Reproduce the passage of the Madden 07 disc thread between "# Boy Gets Porn" and "any similar complaints.", inclusive.

— Begin Reading text —

# Boy Gets Porn Instead of 'Madden 07'



## DeathTouch (Sep 6, 2005)

This has to be a first: a 14-year old boy in Utah is claiming his factory-sealed copy of 'Madden 07' for the Xbox 360 displayed hardcore porn when he popped the disc into his system. The boy, Kolton Mahoney, immediately notified his parents, who are backing up his claim.

IGN contacted an Electronic Arts representative said the company is working with Circuit City, where the game was purchased, to resolve the issue. EA has not seen the disc in question and was unable to verify whether or not the claim is valid. The representative did say that EA "regrets any embarrassment this matter has caused the family," and pointed out over 5 million copies have been sold without any similar complaints.

According to Utah's Standard-Examiner, when Mahoney laid eyes on the pornographic images, he thought to himself, "This is definitely not 'Madden.'"

Electronic Arts, Circuit City, and Utah's Internet Crimes Against Children Task Force are all investigating how this mix-up might have happened.


----------



## Wildomar (Aug 30, 2006)

This is a completely bogus story! No fourteen year old boy would tell his parents that he recieved porn instead of a video game. He would have kept his mouth shut and been locked away in his room for hours.


----------



## Johnny Thunder (Feb 24, 2006)

— End Reading text —
— Begin Provided information —

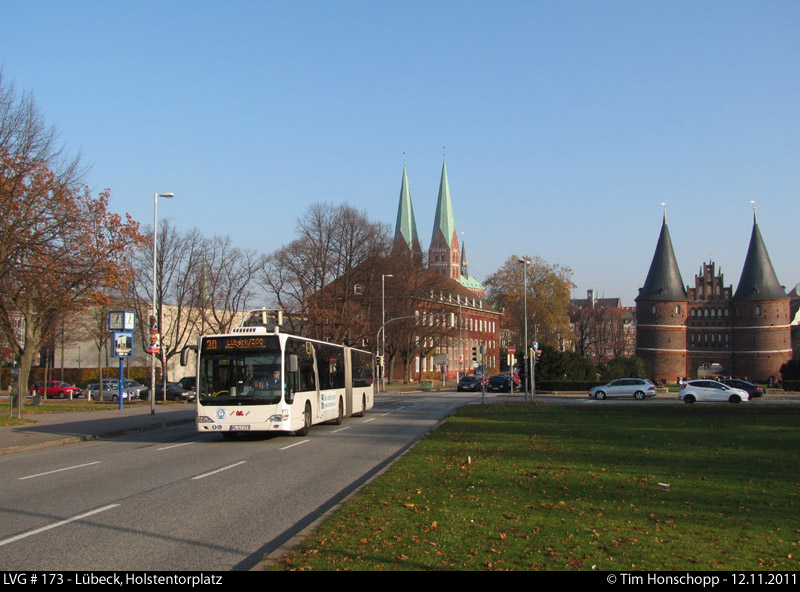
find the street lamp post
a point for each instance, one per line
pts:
(525, 263)
(383, 321)
(155, 302)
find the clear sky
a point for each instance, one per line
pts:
(565, 123)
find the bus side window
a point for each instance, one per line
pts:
(292, 378)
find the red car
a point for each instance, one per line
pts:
(55, 389)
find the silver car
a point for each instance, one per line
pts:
(638, 388)
(711, 390)
(130, 390)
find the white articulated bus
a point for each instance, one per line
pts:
(257, 379)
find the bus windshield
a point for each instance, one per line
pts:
(236, 377)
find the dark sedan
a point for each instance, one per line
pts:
(469, 383)
(174, 393)
(753, 390)
(500, 383)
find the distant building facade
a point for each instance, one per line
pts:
(708, 328)
(603, 328)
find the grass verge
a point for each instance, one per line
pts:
(52, 406)
(612, 487)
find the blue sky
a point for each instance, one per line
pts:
(565, 124)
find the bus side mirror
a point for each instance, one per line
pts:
(185, 353)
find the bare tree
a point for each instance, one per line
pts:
(225, 283)
(548, 293)
(315, 278)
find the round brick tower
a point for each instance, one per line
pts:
(661, 313)
(761, 316)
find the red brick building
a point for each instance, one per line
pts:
(709, 328)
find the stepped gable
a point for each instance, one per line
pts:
(758, 281)
(664, 280)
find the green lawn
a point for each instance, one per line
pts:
(8, 416)
(607, 487)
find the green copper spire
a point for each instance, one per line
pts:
(444, 221)
(405, 230)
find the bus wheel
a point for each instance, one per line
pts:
(338, 420)
(306, 421)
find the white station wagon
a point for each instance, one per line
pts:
(638, 388)
(711, 390)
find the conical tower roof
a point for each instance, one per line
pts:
(664, 280)
(758, 281)
(444, 220)
(405, 229)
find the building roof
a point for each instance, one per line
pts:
(444, 220)
(758, 281)
(406, 226)
(664, 280)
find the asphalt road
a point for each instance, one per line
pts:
(172, 499)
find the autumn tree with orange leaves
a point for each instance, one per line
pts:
(61, 250)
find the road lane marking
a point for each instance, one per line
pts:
(293, 445)
(241, 462)
(97, 462)
(56, 525)
(174, 446)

— End Provided information —

Written solution.
# Boy Gets Porn Instead of 'Madden 07'



## DeathTouch (Sep 6, 2005)

This has to be a first: a 14-year old boy in Utah is claiming his factory-sealed copy of 'Madden 07' for the Xbox 360 displayed hardcore porn when he popped the disc into his system. The boy, Kolton Mahoney, immediately notified his parents, who are backing up his claim.

IGN contacted an Electronic Arts representative said the company is working with Circuit City, where the game was purchased, to resolve the issue. EA has not seen the disc in question and was unable to verify whether or not the claim is valid. The representative did say that EA "regrets any embarrassment this matter has caused the family," and pointed out over 5 million copies have been sold without any similar complaints.